───── Excerpt provided ─────

I've had this idea of building a codec that would similarly overfit to specific images. But the codec itself would not be a fixed size transformer... instead you could just mess around with the sizing to get better quality/smaller size.
So the codec would be something like:
<header describing image size + transformer layer shape>
<transformer data itself>
I've seen experiments where people have a "fixed" pipeline but I think having something more dynamic would work quite well.
What do those compress to with conventional approaches? For comparison.
I am curious. A classic machine learning ensemble approach is to overfit a collection of small models then bag them (e.g. voting) allowing the models to generalize.
I'm sure someone's tried to overfit a bunch of transformers for compression like this, then bag them to see how well it does?
1. How much was AI used to generate documentation for this project?
2. The 100MB CSV data sources are not provided in the repo so it doesn't seem possible to reproduce your results. The enwik9 dataset says it is a "slice" of the larger data set, and there are many NYC taxi trip record datasets that exist. Can you provide the datasets used to generate your results?

───── Entries supplied ─────

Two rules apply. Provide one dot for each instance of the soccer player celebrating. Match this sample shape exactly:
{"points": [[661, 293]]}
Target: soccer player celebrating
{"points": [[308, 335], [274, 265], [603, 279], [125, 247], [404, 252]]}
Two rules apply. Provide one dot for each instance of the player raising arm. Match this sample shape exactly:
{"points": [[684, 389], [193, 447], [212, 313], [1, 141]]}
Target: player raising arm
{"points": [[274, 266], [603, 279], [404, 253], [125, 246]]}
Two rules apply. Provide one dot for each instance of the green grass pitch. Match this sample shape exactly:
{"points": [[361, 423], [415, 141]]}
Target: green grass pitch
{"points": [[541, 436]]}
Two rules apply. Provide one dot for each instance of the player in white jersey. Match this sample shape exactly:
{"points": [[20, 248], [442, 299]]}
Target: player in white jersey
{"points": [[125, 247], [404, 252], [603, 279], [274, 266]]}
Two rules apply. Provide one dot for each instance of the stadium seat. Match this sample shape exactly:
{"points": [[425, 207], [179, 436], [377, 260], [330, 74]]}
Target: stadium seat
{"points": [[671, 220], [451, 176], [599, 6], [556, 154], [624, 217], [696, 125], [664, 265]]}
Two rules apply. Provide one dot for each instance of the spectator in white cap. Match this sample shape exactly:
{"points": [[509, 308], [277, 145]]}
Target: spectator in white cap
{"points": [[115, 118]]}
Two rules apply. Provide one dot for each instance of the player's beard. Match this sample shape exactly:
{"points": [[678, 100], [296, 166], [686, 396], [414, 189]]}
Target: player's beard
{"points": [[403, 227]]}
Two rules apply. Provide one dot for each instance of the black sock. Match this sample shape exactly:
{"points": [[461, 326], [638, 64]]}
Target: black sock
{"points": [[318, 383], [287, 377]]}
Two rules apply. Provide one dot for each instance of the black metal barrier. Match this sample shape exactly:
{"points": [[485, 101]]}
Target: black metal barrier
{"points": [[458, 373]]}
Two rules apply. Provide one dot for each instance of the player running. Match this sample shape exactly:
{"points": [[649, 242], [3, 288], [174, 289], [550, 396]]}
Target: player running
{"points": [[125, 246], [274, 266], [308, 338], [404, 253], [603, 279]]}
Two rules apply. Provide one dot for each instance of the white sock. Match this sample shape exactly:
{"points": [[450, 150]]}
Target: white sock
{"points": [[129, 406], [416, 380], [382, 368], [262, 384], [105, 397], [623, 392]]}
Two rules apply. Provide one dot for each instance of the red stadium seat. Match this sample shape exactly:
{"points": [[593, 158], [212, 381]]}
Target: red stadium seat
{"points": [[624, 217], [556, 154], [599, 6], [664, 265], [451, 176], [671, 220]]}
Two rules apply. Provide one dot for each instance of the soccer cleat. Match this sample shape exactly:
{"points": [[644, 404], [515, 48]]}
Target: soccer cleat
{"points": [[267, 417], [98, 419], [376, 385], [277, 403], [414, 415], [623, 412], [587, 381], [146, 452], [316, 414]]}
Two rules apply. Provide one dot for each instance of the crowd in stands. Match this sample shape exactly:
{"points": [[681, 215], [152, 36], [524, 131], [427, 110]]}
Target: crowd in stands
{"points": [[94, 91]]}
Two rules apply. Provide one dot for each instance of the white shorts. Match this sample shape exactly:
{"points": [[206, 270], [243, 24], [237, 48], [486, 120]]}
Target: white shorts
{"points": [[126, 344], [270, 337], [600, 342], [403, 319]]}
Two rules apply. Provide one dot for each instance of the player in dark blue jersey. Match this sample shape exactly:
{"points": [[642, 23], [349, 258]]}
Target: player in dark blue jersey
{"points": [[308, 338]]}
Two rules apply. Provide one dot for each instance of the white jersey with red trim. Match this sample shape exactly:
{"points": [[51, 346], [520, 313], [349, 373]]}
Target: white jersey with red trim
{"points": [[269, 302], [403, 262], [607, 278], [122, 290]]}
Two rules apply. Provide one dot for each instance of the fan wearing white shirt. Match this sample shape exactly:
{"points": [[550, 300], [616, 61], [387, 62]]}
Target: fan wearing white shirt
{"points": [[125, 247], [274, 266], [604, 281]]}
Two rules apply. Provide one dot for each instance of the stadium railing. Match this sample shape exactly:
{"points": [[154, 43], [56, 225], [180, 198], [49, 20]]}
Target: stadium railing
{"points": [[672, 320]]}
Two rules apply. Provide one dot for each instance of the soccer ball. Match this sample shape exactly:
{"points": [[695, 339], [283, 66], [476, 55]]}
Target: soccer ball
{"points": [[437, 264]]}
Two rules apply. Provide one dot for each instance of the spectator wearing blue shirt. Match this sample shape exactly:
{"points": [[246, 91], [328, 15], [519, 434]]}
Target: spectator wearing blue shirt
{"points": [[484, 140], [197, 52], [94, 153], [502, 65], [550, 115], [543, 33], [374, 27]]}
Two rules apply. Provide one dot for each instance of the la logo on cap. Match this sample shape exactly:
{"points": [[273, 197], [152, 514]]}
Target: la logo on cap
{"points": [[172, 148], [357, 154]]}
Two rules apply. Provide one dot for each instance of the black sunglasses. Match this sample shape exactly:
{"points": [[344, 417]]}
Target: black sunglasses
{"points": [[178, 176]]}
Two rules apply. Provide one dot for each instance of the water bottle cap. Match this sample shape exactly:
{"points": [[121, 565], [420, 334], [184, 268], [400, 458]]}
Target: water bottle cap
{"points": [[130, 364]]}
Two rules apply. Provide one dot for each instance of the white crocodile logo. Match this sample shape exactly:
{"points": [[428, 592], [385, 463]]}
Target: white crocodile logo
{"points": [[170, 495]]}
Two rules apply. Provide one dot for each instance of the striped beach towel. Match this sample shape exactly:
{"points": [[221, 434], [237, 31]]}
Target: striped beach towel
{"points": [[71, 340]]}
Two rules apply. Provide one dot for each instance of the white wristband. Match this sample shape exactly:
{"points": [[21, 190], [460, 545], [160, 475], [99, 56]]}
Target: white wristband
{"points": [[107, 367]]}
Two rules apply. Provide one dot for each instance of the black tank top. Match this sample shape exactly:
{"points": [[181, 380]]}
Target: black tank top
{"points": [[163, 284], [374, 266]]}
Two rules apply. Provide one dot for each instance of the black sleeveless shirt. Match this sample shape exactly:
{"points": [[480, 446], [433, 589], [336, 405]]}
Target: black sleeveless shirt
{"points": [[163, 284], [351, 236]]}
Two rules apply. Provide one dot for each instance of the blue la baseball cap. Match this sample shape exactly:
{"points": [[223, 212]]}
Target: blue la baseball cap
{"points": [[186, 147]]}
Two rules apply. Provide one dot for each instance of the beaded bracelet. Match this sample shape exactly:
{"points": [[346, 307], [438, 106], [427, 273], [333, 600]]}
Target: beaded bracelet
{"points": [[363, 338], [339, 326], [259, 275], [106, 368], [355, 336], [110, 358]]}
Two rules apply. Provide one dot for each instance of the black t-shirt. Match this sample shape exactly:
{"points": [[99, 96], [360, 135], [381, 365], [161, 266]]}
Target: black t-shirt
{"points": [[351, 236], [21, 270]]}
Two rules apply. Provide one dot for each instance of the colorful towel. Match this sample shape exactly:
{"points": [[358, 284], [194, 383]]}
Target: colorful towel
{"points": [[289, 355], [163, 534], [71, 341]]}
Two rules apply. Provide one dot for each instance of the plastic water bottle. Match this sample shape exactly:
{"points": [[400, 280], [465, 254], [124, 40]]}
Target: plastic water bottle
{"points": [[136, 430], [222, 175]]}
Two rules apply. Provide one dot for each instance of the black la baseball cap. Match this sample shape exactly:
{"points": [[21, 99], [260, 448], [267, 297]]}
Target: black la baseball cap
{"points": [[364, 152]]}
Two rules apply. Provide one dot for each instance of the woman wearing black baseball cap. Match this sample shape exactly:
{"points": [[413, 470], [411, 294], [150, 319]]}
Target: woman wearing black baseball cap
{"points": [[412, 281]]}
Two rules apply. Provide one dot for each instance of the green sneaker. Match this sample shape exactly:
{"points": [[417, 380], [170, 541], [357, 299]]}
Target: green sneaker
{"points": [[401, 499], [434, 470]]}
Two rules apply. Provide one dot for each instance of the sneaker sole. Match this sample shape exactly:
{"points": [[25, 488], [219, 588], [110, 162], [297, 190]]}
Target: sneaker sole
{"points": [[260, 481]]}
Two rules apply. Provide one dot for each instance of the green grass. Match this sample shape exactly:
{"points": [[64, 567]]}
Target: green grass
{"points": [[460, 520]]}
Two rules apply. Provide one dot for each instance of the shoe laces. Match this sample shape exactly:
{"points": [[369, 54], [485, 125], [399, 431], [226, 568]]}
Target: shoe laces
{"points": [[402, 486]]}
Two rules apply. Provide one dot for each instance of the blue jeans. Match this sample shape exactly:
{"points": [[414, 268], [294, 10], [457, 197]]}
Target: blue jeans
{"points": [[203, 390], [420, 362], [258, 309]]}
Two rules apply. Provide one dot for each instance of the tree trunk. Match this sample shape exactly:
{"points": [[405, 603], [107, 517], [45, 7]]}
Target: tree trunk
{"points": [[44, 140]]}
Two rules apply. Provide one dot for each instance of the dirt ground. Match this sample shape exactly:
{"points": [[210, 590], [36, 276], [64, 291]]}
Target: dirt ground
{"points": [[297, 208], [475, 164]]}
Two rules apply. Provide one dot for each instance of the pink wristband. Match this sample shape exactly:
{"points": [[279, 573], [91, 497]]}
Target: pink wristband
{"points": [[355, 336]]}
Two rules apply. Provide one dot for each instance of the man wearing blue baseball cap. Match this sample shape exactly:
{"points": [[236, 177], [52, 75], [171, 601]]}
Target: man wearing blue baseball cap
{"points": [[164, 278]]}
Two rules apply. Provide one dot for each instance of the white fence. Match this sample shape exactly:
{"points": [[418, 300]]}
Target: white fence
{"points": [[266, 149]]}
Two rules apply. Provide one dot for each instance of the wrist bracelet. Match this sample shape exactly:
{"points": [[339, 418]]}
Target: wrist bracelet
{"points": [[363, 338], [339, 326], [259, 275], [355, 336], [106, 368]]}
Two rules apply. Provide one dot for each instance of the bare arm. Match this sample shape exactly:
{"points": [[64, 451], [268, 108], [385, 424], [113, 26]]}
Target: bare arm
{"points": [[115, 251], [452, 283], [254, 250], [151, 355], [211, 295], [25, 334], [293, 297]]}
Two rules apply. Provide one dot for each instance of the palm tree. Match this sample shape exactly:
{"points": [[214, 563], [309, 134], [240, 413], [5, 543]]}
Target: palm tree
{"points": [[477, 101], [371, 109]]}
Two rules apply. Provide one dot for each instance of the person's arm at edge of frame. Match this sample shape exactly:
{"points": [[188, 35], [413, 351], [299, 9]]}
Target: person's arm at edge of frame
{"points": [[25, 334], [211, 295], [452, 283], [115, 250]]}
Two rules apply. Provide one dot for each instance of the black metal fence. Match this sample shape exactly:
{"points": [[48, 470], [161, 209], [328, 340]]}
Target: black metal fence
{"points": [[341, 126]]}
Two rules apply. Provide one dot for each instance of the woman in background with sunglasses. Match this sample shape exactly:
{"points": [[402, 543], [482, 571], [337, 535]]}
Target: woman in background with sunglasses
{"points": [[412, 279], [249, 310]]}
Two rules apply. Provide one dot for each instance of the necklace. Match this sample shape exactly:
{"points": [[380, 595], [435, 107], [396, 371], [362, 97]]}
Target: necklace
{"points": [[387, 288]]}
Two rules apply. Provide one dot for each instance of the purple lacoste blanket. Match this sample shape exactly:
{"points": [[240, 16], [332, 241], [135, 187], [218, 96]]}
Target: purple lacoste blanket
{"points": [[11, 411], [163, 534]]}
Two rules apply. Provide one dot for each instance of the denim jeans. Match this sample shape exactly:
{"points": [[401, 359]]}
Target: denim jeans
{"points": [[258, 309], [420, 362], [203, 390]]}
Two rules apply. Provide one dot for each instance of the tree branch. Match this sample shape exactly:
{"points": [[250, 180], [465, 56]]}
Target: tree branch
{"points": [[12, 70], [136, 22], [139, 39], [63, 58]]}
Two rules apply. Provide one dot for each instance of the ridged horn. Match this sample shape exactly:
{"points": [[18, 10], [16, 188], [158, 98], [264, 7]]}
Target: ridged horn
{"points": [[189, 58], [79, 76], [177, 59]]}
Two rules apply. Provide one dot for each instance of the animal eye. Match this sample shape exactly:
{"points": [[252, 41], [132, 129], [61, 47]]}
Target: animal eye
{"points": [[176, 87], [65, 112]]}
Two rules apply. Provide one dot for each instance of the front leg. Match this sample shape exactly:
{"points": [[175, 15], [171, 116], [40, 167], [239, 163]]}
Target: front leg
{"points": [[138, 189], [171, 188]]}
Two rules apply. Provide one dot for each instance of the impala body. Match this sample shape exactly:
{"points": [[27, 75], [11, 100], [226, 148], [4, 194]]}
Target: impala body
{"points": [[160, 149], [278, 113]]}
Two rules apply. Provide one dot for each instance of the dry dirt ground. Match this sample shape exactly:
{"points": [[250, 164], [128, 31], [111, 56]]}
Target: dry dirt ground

─────

#### Exercise instructions
Could you return, word for word, the part of the thread on overfitting models for compression that opens with the words containing "I'm sure someone's" and closes with "for this project?"?

#### Response
I'm sure someone's tried to overfit a bunch of transformers for compression like this, then bag them to see how well it does?
1. How much was AI used to generate documentation for this project?